GIVEN PASSAGE:
Sri Guru Ram Das Ji International Airport  is an international airport serving Amritsar, Punjab, India. It is located at Raja Sansi, 11 km (7 mi) north-west from the city centre. It is named after Guru Ram Das, the fourth Sikh Guru and the founder of Amritsar. The airport is the largest and the busiest airport of Punjab. It is the second-largest airport in Northern India after Indira Gandhi International Airport in Delhi. The airport was the 3rd fastest-growing airport in India during the fiscal year 2017–18. It is a hub of cargo movements, domestically and internationally. The airport is ranked the 6th-best regional airport in India and Central Asia in 2019 and 2020 by Skytrax. The airport is awarded as the best airport in Asia-Pacific in 2020 (2 to 5 million passengers per annum) by Airports Council International.

History
In 1930, the airport was established during the British era, and was used for VVIP movements. After independence, it got connected with  Delhi and Srinagar. The first international flight to Kabul was launched in 1960. In January 1982, Air India started a flight from Bombay (now Mumbai) to Birmingham with stops in Delhi and Moscow. The service linked the large North Indian population in the West Midlands to its homeland and was operated by Boeing 707s. However, the airline terminated it in October 1984 amid the Punjab insurgency.

Using Boeing 777 aircraft, Air India operated services to Toronto via Birmingham in May 2005. The stopover changed to London in 2008. Two years later, however, the carrier replaced the route with a direct flight from its Delhi hub to Toronto. In November 2010, the airport's name was changed to Sri Guru Ram Dass Jee International Airport. The following October, British Midland International (BMI) launched a connection to London via Almaty with an Airbus A330 aircraft. Nevertheless, the flight was discontinued in October 2012 as a consequence of the merger between BMI and British Airways. Air India resumed nonstop services to Birmingham in February 2018, this time using Boeing 787s. The airport is now connected with Rome, Milan, Tbilisi (as a stopover), Bangkok, Kuala Lumpur, Singapore, Sharjah, Tashkent, Dubai, Doha and Malé as a seasonal route.

GIVEN TASK A:
Copy out the rows again, starting at the line that contains "Point out the far" and continuing through the end of the rows, with the pictures left out.

RECORDS SUPPLIED:
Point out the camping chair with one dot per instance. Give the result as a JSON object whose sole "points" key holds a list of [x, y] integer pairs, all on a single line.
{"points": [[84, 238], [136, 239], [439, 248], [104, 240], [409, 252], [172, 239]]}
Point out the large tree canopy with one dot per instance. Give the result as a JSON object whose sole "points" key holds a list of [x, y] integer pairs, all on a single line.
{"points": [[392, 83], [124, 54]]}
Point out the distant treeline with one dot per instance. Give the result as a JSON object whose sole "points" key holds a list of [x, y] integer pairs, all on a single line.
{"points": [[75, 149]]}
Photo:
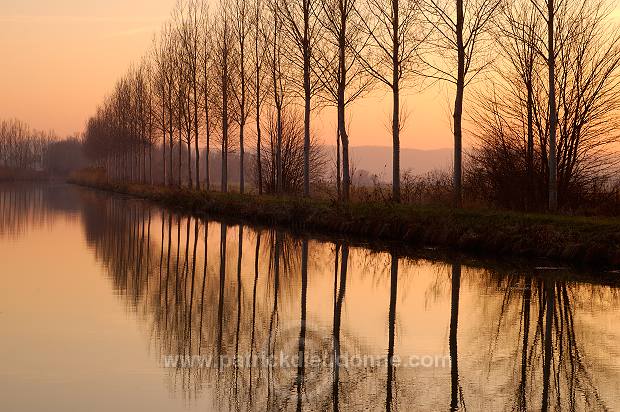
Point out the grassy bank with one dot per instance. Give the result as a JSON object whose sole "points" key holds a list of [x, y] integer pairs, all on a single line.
{"points": [[16, 175], [578, 240]]}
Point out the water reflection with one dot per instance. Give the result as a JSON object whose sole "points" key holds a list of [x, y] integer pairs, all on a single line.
{"points": [[359, 330]]}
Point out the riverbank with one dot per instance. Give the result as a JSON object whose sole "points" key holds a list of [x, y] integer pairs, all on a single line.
{"points": [[577, 240], [17, 175]]}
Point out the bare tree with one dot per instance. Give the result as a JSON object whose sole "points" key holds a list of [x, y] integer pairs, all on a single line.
{"points": [[241, 30], [395, 32], [302, 26], [189, 32], [341, 74], [459, 27]]}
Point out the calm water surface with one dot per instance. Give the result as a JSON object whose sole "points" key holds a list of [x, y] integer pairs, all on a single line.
{"points": [[112, 304]]}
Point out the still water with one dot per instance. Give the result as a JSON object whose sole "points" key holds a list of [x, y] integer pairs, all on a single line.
{"points": [[114, 304]]}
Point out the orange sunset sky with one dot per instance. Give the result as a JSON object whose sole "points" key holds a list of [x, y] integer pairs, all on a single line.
{"points": [[59, 58]]}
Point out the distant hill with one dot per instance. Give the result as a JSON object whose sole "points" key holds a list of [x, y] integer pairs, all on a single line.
{"points": [[377, 160]]}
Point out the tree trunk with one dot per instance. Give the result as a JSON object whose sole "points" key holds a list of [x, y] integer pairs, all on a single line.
{"points": [[224, 184], [342, 81], [458, 108], [553, 166], [307, 97], [395, 105]]}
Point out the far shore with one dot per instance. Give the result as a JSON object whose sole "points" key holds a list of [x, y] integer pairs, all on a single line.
{"points": [[586, 241]]}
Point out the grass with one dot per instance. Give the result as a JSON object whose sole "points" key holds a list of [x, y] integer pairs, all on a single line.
{"points": [[579, 240]]}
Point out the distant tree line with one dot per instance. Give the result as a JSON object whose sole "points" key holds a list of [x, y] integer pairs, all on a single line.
{"points": [[26, 149], [245, 77], [22, 147]]}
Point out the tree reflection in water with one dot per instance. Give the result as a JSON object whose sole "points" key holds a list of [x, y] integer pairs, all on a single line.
{"points": [[518, 340]]}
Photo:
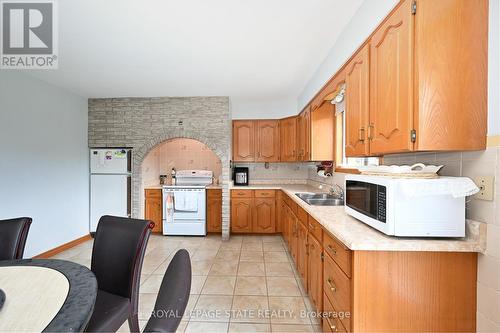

GIVEN TASK B:
Answer these questions using the airport passage, each on its own line:
(i) How far from the city center is the airport located?
(ii) In what year was the first international flight to Kabul launched?
(iii) Which aircraft did Air India use when it resumed nonstop services to Birmingham in February 2018?

CORRECT OUTPUT A:
Point out the far shore with one dot per instance. Give the result as a JSON object whose sole "points" key holds a list of [x, y] integer pairs, all on a single line.
{"points": [[586, 241]]}
Point out the grass with one dot per instance. Give the result as a JSON object whose sole "points" key holds a list of [x, y] integer pairs, all on a single line.
{"points": [[579, 240]]}
Point out the distant tree line with one dot per instance. Give the result as a JSON object whose sole "points" key holds a list of [x, y] integer pairs, all on a single line.
{"points": [[26, 149], [245, 77], [22, 147]]}
Point out the tree reflection in water with one dot per instance. Give the result as a JSON object whose sole "points" key holds a list of [x, y] integer pairs, all on a single line.
{"points": [[518, 340]]}
Photo:

CORRECT OUTPUT B:
(i) 11 km (7 mi) north-west
(ii) 1960
(iii) Boeing 787s